Ejercicio propuesto 1: En el fragmento sobre los funerales, ¿cuántas veces estornudó el señor de delante durante la charla del sacerdote?

Fragmento:
★ ★ ★ ★ ★

Artículo publicado ayer en el Diario La Provincia/DLP


                                            DE TODO UN POCO
Donina Romero
                                              LOS  FUNERALES
                                                (En tono de humor)
         Entiendo que es doloroso hablar de funerales, pero a veces resulta necesario hacerlo y además en tono de humor, porque la vida ya nos trae muchos problemas y el mundo está loco de atar. A ver si me es posible expresarlo en pocas palabras. En primer lugar nadie está a salvo de la muerte, y para que haya un entierro tiene que haber un muerto, porque si no, no se entendería lo del funeral. Así es que ahí estamos todos los amigos en misa (menos los que siempre se quedan fuera de la iglesia fumando, echándose sus parrafadas (parrafiadas) y charlando de fútbol), orando por el alma del difunto que, no entendemos por qué, después de que se ha ido no paramos en elogios, “ni en un millón de años habrá otro como él”. “Era irrepetible”. “Siempre fue un hombre que transmitía”. “Como ser humano, en una escala del uno al diez le doy un quince”. “Nunca perdía el control con las copitas”, y etcétera, etcétera…      
         Agolpados los recuerdos en los amigos sobre el difunto, va transcurriendo el funeral mientras observamos a los conocidos, al último que llega, a quien pide un huequito en un banco porque no puede estar tanto tiempo de pie, y todos nosotros nos apretujamos como puntos de ganchillo para hacerle sitio…, y viene la risita contagiosa porque el señor de delante estornudó seis veces cuando mejor estaba la charla del sacerdote…, y al término del funeral todos en fila y apretados (apeñuscados), porque además de sentirlo queremos que nos vean los familiares y que cumplimos. Sabemos que nuestra condición humana está llena de limitaciones y defectos y en estos casos “se nos nota” sin quererlo, sencillamente porque la vida es así y tiene (afortunadamente) su lado cómico.

★ ★ ★ ★ ★

Ejercicio propuesto 2: Transcribe los registros siguientes línea por línea, sin cambiar nada.

Datos proporcionados:

★ ★ ★ ★ ★

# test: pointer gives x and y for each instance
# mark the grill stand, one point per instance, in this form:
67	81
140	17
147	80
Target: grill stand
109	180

★ ★ ★ ★ ★

Respuesta esperada 1: Seis veces.

Respuesta esperada 2:
# test: pointer gives x and y for each instance
# mark the grill stand, one point per instance, in this form:
67	81
140	17
147	80
Target: grill stand
109	180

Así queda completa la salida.